Instructions to follow >> Output the data below in full, character for character.

Extracted entries >>

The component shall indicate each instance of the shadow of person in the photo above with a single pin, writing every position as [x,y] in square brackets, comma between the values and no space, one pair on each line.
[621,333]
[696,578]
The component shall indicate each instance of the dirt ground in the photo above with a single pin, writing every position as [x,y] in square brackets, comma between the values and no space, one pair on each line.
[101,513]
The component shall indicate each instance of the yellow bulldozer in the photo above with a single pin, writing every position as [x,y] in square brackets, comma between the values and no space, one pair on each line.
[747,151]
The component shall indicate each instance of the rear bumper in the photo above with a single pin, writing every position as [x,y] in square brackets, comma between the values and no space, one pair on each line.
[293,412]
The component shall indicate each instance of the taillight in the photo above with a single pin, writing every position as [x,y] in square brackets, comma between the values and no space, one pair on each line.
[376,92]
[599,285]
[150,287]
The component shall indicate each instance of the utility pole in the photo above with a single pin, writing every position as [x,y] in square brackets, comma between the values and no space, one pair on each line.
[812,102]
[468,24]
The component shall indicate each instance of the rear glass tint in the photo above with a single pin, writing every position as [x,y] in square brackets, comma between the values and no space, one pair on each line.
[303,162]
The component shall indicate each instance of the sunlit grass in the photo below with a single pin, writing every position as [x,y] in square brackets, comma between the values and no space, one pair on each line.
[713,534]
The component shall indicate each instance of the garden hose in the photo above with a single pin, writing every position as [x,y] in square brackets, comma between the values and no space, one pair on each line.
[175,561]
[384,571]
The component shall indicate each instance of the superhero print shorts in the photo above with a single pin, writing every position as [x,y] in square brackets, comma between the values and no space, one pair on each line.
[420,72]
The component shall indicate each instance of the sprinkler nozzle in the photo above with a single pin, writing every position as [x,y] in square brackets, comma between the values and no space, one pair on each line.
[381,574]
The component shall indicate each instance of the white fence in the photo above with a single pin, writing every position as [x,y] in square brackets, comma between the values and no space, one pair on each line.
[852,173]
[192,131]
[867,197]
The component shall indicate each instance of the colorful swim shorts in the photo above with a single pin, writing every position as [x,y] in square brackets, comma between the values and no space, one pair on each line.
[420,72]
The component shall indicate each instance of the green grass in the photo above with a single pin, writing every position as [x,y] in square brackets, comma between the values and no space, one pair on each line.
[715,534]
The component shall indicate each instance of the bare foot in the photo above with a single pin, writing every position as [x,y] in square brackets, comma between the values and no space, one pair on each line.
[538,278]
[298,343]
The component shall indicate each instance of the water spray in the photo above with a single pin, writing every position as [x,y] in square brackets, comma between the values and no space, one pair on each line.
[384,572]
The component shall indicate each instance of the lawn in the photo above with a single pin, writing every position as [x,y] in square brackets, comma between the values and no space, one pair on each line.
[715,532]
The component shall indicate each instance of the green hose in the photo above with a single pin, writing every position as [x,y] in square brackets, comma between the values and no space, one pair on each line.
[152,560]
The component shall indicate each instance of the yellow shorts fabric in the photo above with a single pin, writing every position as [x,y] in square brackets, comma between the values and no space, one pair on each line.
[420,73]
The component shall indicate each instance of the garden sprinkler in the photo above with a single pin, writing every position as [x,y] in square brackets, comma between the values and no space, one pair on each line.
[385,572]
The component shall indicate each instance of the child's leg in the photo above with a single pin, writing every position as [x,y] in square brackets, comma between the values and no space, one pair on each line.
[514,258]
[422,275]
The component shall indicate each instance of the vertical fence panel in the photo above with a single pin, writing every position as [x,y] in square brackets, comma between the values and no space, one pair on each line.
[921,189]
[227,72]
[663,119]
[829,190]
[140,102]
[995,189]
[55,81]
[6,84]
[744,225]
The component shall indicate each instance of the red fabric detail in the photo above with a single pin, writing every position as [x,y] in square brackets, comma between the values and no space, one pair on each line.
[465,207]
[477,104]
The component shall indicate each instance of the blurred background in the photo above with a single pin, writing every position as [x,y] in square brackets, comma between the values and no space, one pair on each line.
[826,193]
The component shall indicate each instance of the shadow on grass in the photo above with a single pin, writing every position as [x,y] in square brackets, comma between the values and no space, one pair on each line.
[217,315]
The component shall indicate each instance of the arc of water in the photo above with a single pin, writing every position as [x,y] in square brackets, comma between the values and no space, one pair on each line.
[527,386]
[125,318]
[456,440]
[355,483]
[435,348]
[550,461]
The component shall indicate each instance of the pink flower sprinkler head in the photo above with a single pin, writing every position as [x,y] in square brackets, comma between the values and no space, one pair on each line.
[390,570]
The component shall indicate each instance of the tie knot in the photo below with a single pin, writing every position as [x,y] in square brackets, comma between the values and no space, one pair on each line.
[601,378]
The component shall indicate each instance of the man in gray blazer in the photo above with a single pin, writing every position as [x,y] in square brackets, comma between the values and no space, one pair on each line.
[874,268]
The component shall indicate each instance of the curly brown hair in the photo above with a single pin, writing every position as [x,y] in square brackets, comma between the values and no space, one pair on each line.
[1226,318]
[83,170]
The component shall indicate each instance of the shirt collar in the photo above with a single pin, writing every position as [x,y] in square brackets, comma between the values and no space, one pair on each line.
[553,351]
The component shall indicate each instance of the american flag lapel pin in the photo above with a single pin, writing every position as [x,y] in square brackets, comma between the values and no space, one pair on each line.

Answer space >>
The component shall indicate each instance of the shadow of person in the photo above with a single pin, writing every position as [x,y] in square brackets, comma between the values and no space, one pair on each line.
[621,333]
[696,578]
The component shall indicate each instance of the dirt ground in the photo above with a single pin, writing every position as [x,y] in square brackets, comma between the values and no space, one pair on each line.
[101,513]
The component shall indicate each instance of the yellow bulldozer in the photo above with a single pin, writing every position as [x,y] in square brackets, comma between the values and no space, one pair on each line.
[747,151]
The component shall indicate each instance of the rear bumper in the photo above with a single pin, writing every position as [x,y] in square brackets, comma between the values and no space, one pair on each line.
[293,412]
The component shall indicate each instance of the taillight in the photo above with a single pin, writing every position as [x,y] in square brackets, comma between the values and no space, one pair on each line.
[376,92]
[599,285]
[150,287]
The component shall indicate each instance of the utility pole in the photo above with a single pin, writing every position as [x,y] in square brackets, comma between the values and no space, one pair on each line.
[812,102]
[468,24]
The component shall indicate each instance of the rear glass tint in the photo above with a single pin, writing every position as [x,y] in square brackets, comma between the values and no space, one pair on each line.
[303,162]
The component shall indicate each instance of the sunlit grass in the photo below with a single pin, writing every position as [x,y] in square brackets, comma between the values and no space, one pair on each line.
[713,534]
The component shall indicate each instance of the garden hose in the photo above with a single pin, writing every position as [x,y] in square brackets, comma between the values and no space, one pair on each line.
[175,561]
[384,571]
The component shall indicate each instance of the superhero print shorts in the photo above with a single pin, writing every position as [x,y] in square brackets, comma between the values and no space, one pair on each line.
[420,72]
The component shall indicate each instance of the sprinkler nozzle in the photo above with a single pin, writing every position as [x,y] in square brackets, comma between the values and no space, one pair on each line.
[381,574]
The component shall indicate each instance of the white fence in the photo above with a single pin, writing every position as [x,y] in square brackets, comma between the values and no space, one pair on each line.
[852,173]
[192,131]
[867,197]
The component shall indicate each instance of the colorful swim shorts in the photo above with a single pin, writing every position as [x,y] in square brackets, comma between the values and no space, one pair on each line.
[420,72]
The component shall indicate each instance of the green grass in the photo above with a single pin, writing every position as [x,y] in square brackets, comma between the values and no space, one pair on each line.
[715,534]
The component shall indicate each instance of the bare foot in the photo above with a single pin, writing every position as [x,y] in square brackets, comma between the values and no space, one pair on each line.
[538,278]
[298,343]
The component shall indicate each instance of the water spray in the photo above with a single pin, writing every position as [x,y] in square brackets, comma between the values and no space, one pair on each line.
[384,572]
The component shall indicate each instance of the lawn in the photo above with a single pin, writing every position as [x,y] in square brackets, comma between the values and no space, one pair on each line.
[715,532]
The component shall indicate each instance of the green hose in the photo above with a single pin, writing every position as [x,y] in square brackets, comma between the values and no space, one pair on each line.
[152,560]
The component shall indicate each instance of the yellow shorts fabric in the photo above with a single pin, writing every position as [x,y] in square brackets, comma between the values and no space, one pair on each line.
[420,73]
The component shall indicate each instance of the garden sprinkler in the photo above with a single pin, writing every position as [x,y] in square brackets, comma between the values and no space, one pair on each line.
[385,572]
The component shall indicate each instance of the child's leg in the photo above with a single pin, writing every position as [x,y] in square brackets, comma between the values and no space, one pair on each line.
[514,258]
[422,275]
The component shall indicate each instance of the vertical fence panel in the photo above with a single pin, writing every position as [x,y] in square brackets, comma between the values and no space, one pair on each line.
[921,189]
[227,72]
[663,119]
[829,190]
[140,102]
[995,189]
[55,81]
[6,84]
[744,225]
The component shall indicate each instance of the red fabric detail in the photo above with a single pin, writing every position as [x,y] in square brackets, comma between the values and no space, one pair on each line.
[465,207]
[477,104]
The component shall indicate each instance of the blurred background in the photo above with a single pin, writing every position as [x,y] in square brackets, comma between the values and no space, one pair on each line.
[826,193]
The component shall indicate each instance of the shadow on grass in the photo above with a single pin, writing every position as [x,y] in square brackets, comma between the values and no space, one pair on each line.
[217,315]
The component shall indicate each instance of the arc of water in the photo above with a single pin, writing every position as [x,y] in square brackets, comma between the values and no space, one pair on each line.
[527,386]
[125,318]
[456,440]
[355,483]
[435,348]
[550,461]
The component shall indicate each instance of the pink flower sprinkler head in the photo above with a single pin, writing every position as [x,y] in square brackets, comma between the values and no space, one pair on each line.
[390,570]
The component shall indicate each instance of the tie knot in the photo below with a single pin, writing every position as [x,y] in square brackets, comma between the values and no space, one pair on each line.
[601,378]
The component shall indicate each instance of the man in gray blazer in the photo above with a single pin, writing every position as [x,y] in square brackets, comma between the values and no space, one pair on each line.
[874,268]
The component shall indicate each instance of the curly brown hair in the photo above with a single pin, writing every position as [x,y] in square brackets, comma between the values and no space, one pair on each line.
[1226,318]
[83,170]
The component shall indicate each instance of the shirt collar in the photo above with a single pin, writing every position as [x,y] in square brackets, comma between the values and no space, one pair on each line.
[553,351]
The component shall indicate each instance of the american flag lapel pin in the photo above with a single pin, writing every position as [x,y] in square brackets, comma between the values and no space, one pair on each line.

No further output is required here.